• TASK TO COMPLETE:
Extract the complete data exactly as given.
○ ○ ○ ○ ○
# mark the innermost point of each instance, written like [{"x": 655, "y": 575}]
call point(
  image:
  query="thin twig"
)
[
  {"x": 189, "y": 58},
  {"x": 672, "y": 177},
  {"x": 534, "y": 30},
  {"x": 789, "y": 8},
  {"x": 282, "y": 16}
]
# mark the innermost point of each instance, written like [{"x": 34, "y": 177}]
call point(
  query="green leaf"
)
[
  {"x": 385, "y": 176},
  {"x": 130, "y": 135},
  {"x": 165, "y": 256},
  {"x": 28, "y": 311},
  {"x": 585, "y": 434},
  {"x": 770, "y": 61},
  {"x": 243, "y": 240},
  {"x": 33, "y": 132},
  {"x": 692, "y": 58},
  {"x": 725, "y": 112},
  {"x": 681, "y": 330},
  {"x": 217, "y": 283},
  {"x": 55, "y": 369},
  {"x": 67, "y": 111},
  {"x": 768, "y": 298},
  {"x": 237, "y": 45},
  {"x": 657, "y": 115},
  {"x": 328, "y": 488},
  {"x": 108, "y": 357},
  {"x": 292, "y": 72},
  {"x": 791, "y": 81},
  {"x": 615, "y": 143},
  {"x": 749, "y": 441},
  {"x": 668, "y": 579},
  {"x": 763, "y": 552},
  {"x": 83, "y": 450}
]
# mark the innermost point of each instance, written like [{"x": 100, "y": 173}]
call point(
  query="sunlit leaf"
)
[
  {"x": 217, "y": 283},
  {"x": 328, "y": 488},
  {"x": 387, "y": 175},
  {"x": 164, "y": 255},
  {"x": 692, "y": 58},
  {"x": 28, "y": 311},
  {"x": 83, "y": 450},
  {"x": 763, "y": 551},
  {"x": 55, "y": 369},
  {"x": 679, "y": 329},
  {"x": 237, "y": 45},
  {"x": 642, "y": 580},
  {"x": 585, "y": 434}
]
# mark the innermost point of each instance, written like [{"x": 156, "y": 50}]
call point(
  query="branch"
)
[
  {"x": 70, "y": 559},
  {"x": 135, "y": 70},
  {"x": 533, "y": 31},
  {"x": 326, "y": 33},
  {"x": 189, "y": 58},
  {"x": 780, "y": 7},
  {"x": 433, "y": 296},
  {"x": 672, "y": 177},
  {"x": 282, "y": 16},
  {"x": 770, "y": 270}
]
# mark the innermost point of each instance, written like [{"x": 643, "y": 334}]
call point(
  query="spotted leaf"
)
○ ○ ○ ○ ○
• RESPONSE TO THIS EXERCISE:
# mark the innermost point of each instance, written like [{"x": 655, "y": 575}]
call point(
  image:
  query="thin twig"
)
[
  {"x": 189, "y": 58},
  {"x": 672, "y": 177},
  {"x": 534, "y": 30},
  {"x": 789, "y": 8},
  {"x": 282, "y": 16}
]
# mark the innermost point of each instance, written like [{"x": 34, "y": 177}]
call point(
  query="green leaf"
)
[
  {"x": 385, "y": 176},
  {"x": 130, "y": 135},
  {"x": 165, "y": 256},
  {"x": 28, "y": 311},
  {"x": 585, "y": 434},
  {"x": 770, "y": 61},
  {"x": 243, "y": 240},
  {"x": 33, "y": 132},
  {"x": 692, "y": 58},
  {"x": 725, "y": 112},
  {"x": 681, "y": 330},
  {"x": 217, "y": 283},
  {"x": 55, "y": 369},
  {"x": 67, "y": 111},
  {"x": 768, "y": 298},
  {"x": 237, "y": 45},
  {"x": 657, "y": 115},
  {"x": 328, "y": 488},
  {"x": 108, "y": 357},
  {"x": 292, "y": 72},
  {"x": 791, "y": 81},
  {"x": 615, "y": 143},
  {"x": 749, "y": 441},
  {"x": 668, "y": 579},
  {"x": 763, "y": 552},
  {"x": 83, "y": 450}
]
# mark the innermost point of each instance, written like [{"x": 100, "y": 173}]
call point(
  query="sunlit leaf"
)
[
  {"x": 217, "y": 283},
  {"x": 328, "y": 488},
  {"x": 387, "y": 175},
  {"x": 164, "y": 255},
  {"x": 692, "y": 58},
  {"x": 28, "y": 311},
  {"x": 83, "y": 450},
  {"x": 763, "y": 551},
  {"x": 55, "y": 369},
  {"x": 679, "y": 329},
  {"x": 237, "y": 45},
  {"x": 642, "y": 580},
  {"x": 585, "y": 434}
]
# mark the innermost point of each instance, written like [{"x": 156, "y": 50}]
call point(
  query="branch"
)
[
  {"x": 70, "y": 559},
  {"x": 135, "y": 70},
  {"x": 533, "y": 31},
  {"x": 326, "y": 33},
  {"x": 189, "y": 58},
  {"x": 780, "y": 7},
  {"x": 433, "y": 296},
  {"x": 672, "y": 177},
  {"x": 282, "y": 16},
  {"x": 770, "y": 270}
]
# mark the innermost point of each instance, written like [{"x": 643, "y": 334}]
call point(
  query="spotted leaf"
)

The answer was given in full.